Description of the task: The lines to extract begin at the one containing "polar bear open" and run to the end of the listing; set them down exactly and alone.

Data listing:
-- START --

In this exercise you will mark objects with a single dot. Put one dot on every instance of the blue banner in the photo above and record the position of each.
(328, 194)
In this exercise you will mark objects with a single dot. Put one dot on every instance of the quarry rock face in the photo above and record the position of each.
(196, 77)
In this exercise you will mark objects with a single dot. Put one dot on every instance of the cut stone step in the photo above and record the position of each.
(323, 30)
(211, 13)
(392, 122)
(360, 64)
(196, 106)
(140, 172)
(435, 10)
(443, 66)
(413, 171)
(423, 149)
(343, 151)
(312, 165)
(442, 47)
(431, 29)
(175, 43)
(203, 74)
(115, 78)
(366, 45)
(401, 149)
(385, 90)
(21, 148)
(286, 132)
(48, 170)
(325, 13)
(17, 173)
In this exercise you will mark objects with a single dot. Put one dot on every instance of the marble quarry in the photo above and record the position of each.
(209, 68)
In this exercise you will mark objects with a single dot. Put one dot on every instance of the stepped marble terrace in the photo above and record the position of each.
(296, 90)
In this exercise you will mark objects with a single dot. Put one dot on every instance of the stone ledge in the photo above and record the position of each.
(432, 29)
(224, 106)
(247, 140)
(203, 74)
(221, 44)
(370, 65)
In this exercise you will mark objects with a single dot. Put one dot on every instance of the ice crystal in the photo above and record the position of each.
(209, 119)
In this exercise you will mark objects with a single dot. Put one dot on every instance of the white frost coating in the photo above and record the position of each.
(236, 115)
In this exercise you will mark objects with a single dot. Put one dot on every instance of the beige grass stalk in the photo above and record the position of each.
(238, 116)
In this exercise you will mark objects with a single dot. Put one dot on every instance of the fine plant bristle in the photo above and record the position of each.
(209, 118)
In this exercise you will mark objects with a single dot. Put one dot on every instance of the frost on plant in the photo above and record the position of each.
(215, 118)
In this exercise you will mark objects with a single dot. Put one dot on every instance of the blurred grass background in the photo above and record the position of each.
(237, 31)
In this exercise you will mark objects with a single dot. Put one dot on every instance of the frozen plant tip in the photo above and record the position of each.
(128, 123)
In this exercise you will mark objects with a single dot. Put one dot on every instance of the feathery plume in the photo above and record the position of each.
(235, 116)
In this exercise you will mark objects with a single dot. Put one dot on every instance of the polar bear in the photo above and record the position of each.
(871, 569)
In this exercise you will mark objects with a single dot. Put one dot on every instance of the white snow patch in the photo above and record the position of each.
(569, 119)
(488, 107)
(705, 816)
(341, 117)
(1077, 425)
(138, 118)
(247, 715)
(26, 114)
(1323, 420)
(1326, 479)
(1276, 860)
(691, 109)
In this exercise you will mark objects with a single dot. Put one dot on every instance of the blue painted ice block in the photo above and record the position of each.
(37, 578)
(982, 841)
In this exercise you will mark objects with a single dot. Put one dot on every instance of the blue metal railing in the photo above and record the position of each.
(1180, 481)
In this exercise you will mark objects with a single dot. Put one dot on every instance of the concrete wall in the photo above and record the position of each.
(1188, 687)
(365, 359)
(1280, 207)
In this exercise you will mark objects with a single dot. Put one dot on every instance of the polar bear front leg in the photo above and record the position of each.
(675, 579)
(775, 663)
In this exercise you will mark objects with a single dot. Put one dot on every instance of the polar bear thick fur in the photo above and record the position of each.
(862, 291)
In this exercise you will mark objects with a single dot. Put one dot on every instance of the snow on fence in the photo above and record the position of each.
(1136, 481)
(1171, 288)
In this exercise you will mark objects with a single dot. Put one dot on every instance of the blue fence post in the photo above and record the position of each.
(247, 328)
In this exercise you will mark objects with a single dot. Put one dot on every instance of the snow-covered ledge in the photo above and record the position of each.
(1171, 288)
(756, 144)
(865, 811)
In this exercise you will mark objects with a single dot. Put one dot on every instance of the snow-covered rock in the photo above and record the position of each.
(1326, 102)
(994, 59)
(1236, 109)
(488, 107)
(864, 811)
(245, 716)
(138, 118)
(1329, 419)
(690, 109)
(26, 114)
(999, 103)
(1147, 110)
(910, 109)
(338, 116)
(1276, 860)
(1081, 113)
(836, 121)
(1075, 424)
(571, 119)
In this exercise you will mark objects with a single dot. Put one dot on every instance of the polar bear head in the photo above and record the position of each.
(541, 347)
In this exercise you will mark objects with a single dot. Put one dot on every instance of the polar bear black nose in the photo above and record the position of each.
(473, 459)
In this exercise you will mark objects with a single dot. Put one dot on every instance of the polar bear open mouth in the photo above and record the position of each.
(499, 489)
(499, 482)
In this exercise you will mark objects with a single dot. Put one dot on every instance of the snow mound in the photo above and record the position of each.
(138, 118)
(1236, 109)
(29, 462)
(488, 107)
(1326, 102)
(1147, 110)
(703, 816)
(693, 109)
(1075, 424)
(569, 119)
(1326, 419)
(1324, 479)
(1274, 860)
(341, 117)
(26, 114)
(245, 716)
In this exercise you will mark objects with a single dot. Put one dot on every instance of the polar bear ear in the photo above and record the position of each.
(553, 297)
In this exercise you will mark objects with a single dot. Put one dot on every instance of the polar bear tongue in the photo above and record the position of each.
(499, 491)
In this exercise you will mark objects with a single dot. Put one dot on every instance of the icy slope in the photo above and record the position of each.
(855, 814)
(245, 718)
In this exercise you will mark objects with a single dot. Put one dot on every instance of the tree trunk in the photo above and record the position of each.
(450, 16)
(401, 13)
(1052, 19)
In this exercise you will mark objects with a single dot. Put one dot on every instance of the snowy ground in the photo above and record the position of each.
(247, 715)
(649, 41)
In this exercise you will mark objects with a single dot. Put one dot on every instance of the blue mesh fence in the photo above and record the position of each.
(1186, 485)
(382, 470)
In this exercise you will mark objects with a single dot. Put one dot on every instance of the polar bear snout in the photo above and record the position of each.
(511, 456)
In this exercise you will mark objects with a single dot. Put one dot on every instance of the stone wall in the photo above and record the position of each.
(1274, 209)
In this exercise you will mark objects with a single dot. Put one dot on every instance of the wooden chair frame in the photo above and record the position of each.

-- END --

Response to this exercise:
In this exercise you will mark objects with a single dot. Put one dot on every instance of the polar bear open mouth in the photo above and record the position of each.
(499, 489)
(499, 482)
In this exercise you will mark objects with a single dot. Put one dot on every instance of the snow mound in the photo above and record the position of each.
(138, 118)
(1236, 109)
(29, 462)
(488, 107)
(1326, 102)
(1147, 110)
(703, 816)
(693, 109)
(1075, 424)
(569, 119)
(1326, 419)
(1324, 479)
(1274, 860)
(341, 117)
(26, 114)
(245, 716)
In this exercise you will mark objects with a single dot. Put one dot on every instance of the polar bear ear in the photo above and record the position of each.
(553, 297)
In this exercise you will mark objects with a single dot. Put one dot on every instance of the polar bear tongue in the photo above and record the position of each.
(499, 491)
In this exercise you will mark objects with a single dot. Put one dot on every instance of the icy slope in the photo above and record the position of each.
(855, 814)
(245, 718)
In this exercise you will mark objects with a single dot. Put one dot on every instance of the tree trunk in the photo above and record the position of each.
(450, 16)
(401, 13)
(1052, 19)
In this exercise you will mark objects with a single dot. Put one dot on every instance of the snowy ground in the photo above and record the position of each.
(247, 715)
(649, 41)
In this exercise you will mark objects with a single dot. Put one dot on every instance of the blue mesh fence in the photo above and record the position of each.
(1186, 485)
(382, 470)
In this exercise you will mark objects with a single dot. Put one dot on every instance of the polar bear snout in the photo above and record the position of each.
(511, 456)
In this exercise you will mark objects with a single dot. Put one dot on every instance of the stone wall in the photo above and record the position of each.
(1274, 209)
In this exercise you will mark objects with a single dot. Put one dot on every instance of the wooden chair frame in the photo above and record the position of each.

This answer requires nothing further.